---------- EXCERPT TO READ ----------
But when the mainstream media sits on their hands and lets the story fester and be amplified by partisan voices, while not pushing Biden himself to combat these claims (which is completely contrary to their coverage of Justice Brett Kavanaugh), it doesn’t lend credibility to their news organizations. Their findings, while somewhat more involved, were inconclusive without extensive corroborating evidence on Reade’s part and necessary files and reports on the part of Biden and the U.S. Senate.
While the burden of proof being placed mostly on Reade can be unfair, it’s difficult to do much else with a decades-old, inconsistent accusation. The Times did the right thing in seeking to independently verify facts rather than going immediately to Twitter, but failed to communicate their reasoning and failed to meaningfully contribute to the conversation in a way partisans hadn’t already.
---------- DATASET EXCERPTS ----------
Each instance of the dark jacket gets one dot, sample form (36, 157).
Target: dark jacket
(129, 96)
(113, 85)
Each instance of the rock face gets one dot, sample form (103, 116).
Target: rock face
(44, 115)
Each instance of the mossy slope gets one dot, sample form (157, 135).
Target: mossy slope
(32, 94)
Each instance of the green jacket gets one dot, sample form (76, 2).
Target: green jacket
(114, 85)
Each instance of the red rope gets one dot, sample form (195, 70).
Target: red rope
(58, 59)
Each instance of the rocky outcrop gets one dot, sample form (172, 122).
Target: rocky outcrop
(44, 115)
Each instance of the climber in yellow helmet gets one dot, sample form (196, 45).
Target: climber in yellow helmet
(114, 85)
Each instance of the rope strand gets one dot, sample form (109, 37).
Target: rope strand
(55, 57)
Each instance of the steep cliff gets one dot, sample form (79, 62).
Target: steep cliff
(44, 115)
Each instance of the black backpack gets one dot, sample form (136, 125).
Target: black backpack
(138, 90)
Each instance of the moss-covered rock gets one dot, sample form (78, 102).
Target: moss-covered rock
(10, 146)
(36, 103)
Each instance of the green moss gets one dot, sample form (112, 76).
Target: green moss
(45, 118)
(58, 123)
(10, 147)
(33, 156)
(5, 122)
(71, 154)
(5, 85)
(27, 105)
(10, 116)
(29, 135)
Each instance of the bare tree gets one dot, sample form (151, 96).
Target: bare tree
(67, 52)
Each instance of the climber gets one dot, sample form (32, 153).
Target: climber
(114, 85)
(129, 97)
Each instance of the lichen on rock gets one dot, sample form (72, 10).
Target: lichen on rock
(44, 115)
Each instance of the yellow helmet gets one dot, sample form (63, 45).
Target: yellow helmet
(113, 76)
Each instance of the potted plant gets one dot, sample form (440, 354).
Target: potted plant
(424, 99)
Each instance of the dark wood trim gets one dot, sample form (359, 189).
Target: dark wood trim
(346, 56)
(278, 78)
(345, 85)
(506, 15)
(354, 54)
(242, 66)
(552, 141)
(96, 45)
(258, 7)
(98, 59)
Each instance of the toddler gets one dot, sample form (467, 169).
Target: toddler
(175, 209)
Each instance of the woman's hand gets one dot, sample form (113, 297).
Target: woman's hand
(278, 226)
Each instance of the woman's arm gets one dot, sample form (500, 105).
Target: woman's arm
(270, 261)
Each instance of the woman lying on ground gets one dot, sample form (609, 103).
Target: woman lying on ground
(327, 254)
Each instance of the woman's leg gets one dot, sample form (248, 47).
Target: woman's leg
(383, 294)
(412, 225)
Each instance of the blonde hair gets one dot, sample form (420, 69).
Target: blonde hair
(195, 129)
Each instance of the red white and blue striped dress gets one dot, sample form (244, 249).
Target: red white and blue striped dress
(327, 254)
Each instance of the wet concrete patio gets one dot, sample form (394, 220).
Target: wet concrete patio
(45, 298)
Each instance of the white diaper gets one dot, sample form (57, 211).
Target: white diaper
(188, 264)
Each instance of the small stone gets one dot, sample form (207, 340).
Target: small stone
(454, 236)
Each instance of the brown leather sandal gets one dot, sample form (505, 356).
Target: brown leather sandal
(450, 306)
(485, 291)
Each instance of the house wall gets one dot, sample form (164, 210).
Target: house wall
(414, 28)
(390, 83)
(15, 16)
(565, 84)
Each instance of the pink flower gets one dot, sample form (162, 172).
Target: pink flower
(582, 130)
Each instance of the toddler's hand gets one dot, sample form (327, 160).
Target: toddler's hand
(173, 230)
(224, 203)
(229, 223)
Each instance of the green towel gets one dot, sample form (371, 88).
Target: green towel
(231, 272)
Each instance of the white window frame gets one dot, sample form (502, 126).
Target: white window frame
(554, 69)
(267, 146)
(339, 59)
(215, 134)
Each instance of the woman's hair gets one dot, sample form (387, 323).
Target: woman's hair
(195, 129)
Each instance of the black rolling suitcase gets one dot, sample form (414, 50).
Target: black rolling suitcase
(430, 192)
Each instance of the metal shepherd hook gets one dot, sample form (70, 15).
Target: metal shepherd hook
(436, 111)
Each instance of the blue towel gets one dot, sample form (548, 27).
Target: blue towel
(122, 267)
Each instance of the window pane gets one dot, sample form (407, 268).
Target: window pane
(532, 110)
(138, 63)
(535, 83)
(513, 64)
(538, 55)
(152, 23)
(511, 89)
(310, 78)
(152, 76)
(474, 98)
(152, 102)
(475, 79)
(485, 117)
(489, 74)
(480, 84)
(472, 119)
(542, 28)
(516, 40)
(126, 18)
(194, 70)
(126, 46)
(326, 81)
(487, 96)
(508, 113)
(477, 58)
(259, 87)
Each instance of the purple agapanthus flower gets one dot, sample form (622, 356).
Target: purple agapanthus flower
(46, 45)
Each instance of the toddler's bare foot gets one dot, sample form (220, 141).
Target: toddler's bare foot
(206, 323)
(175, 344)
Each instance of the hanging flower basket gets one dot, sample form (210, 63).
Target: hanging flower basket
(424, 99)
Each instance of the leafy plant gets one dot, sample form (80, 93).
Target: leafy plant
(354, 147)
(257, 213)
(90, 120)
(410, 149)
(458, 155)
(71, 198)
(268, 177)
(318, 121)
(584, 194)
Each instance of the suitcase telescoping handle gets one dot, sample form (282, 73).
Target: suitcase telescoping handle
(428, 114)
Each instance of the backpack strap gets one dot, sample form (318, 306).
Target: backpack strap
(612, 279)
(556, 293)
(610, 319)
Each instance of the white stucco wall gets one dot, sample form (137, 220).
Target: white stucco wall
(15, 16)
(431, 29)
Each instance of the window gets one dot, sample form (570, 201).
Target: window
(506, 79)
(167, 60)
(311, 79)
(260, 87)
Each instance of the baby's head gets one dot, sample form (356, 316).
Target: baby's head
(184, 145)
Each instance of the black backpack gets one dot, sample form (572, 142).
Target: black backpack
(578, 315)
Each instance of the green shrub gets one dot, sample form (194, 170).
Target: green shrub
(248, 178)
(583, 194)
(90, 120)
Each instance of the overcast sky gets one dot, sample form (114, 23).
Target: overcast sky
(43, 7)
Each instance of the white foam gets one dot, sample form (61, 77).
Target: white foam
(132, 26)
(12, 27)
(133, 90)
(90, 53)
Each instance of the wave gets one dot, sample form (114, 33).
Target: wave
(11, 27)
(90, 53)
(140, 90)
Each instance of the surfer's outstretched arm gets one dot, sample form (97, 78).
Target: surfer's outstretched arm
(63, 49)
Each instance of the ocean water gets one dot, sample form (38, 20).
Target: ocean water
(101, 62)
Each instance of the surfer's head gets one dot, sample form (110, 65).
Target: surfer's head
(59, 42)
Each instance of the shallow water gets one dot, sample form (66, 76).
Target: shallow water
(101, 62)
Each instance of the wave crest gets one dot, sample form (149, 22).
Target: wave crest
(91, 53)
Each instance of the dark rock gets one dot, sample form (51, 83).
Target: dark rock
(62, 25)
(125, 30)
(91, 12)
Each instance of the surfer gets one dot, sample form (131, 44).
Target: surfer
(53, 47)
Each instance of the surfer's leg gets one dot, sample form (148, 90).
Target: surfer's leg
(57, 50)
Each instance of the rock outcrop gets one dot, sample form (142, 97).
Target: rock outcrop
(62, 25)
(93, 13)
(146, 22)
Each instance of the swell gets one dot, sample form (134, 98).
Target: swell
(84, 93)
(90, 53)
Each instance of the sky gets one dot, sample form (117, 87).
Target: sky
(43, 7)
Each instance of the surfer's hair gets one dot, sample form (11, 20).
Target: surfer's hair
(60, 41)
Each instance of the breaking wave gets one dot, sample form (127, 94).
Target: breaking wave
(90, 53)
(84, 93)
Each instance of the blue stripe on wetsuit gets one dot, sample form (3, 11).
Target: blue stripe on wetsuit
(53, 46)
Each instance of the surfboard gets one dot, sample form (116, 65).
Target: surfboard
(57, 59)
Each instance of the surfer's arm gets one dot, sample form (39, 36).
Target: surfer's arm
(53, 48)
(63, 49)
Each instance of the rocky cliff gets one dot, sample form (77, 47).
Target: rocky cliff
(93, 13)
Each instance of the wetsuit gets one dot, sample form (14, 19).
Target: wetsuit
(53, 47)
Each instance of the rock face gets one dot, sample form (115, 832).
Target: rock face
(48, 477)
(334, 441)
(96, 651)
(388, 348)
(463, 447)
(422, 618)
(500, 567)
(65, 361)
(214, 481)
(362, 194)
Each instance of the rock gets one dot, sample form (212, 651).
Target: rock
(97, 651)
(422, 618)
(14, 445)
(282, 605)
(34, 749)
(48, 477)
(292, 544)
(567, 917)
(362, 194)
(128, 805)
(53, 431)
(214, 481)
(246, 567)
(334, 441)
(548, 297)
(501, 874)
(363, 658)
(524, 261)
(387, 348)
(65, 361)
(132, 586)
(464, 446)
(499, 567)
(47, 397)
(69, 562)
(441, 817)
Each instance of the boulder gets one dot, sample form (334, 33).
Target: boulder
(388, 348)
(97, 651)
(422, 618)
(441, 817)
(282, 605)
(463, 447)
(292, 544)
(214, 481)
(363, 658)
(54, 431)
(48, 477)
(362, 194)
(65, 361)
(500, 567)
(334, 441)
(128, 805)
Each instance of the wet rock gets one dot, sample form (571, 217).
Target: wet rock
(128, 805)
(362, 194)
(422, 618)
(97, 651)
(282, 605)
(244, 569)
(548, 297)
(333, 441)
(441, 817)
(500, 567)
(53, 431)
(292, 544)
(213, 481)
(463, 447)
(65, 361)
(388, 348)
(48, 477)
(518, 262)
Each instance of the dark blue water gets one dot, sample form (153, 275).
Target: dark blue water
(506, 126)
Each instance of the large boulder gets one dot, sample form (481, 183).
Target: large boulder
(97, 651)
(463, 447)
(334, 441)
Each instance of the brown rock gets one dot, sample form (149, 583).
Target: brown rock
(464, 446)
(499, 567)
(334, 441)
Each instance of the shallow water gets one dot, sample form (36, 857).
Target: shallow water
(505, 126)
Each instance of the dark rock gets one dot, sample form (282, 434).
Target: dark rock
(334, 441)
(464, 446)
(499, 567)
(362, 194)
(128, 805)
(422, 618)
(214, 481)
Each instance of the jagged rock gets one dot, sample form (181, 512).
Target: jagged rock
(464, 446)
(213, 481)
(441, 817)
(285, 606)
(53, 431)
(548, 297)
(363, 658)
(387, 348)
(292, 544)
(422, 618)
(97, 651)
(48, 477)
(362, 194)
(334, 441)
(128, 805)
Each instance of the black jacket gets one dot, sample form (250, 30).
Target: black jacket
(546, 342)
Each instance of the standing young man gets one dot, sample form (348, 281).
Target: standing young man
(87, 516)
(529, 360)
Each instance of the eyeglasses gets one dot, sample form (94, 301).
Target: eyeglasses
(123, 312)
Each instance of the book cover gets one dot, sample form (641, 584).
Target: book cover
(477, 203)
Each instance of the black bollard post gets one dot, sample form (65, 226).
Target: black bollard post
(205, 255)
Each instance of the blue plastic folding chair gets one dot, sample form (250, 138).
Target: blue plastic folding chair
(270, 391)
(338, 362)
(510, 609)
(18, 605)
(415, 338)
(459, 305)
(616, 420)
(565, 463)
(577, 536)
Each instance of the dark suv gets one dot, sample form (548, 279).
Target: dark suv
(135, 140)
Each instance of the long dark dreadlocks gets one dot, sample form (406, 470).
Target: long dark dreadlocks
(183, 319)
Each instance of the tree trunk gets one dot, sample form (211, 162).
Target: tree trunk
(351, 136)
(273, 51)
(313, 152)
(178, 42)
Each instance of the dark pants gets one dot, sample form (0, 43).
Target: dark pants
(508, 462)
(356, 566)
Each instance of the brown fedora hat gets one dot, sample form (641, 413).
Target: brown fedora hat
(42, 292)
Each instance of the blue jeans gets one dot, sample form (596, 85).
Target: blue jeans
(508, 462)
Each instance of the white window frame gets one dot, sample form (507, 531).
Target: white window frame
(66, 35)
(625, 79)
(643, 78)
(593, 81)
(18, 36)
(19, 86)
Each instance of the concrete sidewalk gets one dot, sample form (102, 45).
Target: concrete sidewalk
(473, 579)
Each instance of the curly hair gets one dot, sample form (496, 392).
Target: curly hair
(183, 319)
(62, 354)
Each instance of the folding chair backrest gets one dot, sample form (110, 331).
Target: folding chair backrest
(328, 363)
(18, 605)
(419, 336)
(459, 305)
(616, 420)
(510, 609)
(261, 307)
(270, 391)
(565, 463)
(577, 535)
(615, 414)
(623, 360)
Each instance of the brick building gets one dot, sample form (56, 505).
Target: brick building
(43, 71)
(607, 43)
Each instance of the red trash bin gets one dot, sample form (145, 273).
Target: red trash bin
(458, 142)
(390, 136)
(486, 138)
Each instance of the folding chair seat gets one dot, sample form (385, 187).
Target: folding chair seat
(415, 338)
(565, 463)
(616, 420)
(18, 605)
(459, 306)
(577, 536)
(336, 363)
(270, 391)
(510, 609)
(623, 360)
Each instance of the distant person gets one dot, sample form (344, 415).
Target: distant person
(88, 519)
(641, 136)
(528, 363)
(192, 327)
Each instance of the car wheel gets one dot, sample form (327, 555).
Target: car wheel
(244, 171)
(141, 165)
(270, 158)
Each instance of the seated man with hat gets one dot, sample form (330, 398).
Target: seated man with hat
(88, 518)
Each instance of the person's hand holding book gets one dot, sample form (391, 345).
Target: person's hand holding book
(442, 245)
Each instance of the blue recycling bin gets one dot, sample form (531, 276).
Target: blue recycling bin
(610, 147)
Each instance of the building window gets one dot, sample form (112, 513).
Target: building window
----------
QUESTIONS ON THE MATERIAL —
- A) In the excerpt on media coverage of the Reade accusation, rewrite the paragraph that begins "While the burden of proof" more briefly, keeping its main facts.
- B) Continue the excerpt on media coverage of the Reade accusation from its final sentence.

ANSWERS GIVEN —
- A) Putting most of the burden of proof on Reade can be unfair, but little else is possible with a decades-old, inconsistent accusation. The Times was right to verify facts independently instead of turning straight to Twitter. However, it did not explain its reasoning and added nothing meaningful that partisans had not already said.

- B)
Biden himself formally addressed the situation on Morning Joe on the morning of Friday, May 1 in what Politico calls “a day of damage control.” In it, he called for the National Archives to release the official complaint claimed to exist by Reade. Previously, his team had circulated talking points which hinged the accusations being false on the inconclusive New York Times story. He has received praise for his handling from media types and fellow politicians alike, but his voice on the matter came rather late. Releasing all his files, as he is being called on to do, also may present a “Hillary’s Emails” situation, where his files bring up nothing substantive but remain the talk of the town.
Several things are clear, however: Those who parrot the MeToo rationale while suddenly being skeptical when it implicates someone they like are hypocritical (Yes - I’m looking at you, Kirsten Gillibrand). Those who suddenly want due process for Biden who didn’t afford the same to Kavanaugh are hypocritical. Those who suggest due process is overrated in an accusation of sexual assault are simply wrong. Those who say false accusations don’t happen are simply wrong.
However, none of that suggests whether Biden is innocent or guilty; it’s difficult to prove either. Biden’s history with being overly affectionate towards women, although it suggests a pattern of “making people uncomfortable,” is not indicative of whether he sexually assaulted Tara Reade.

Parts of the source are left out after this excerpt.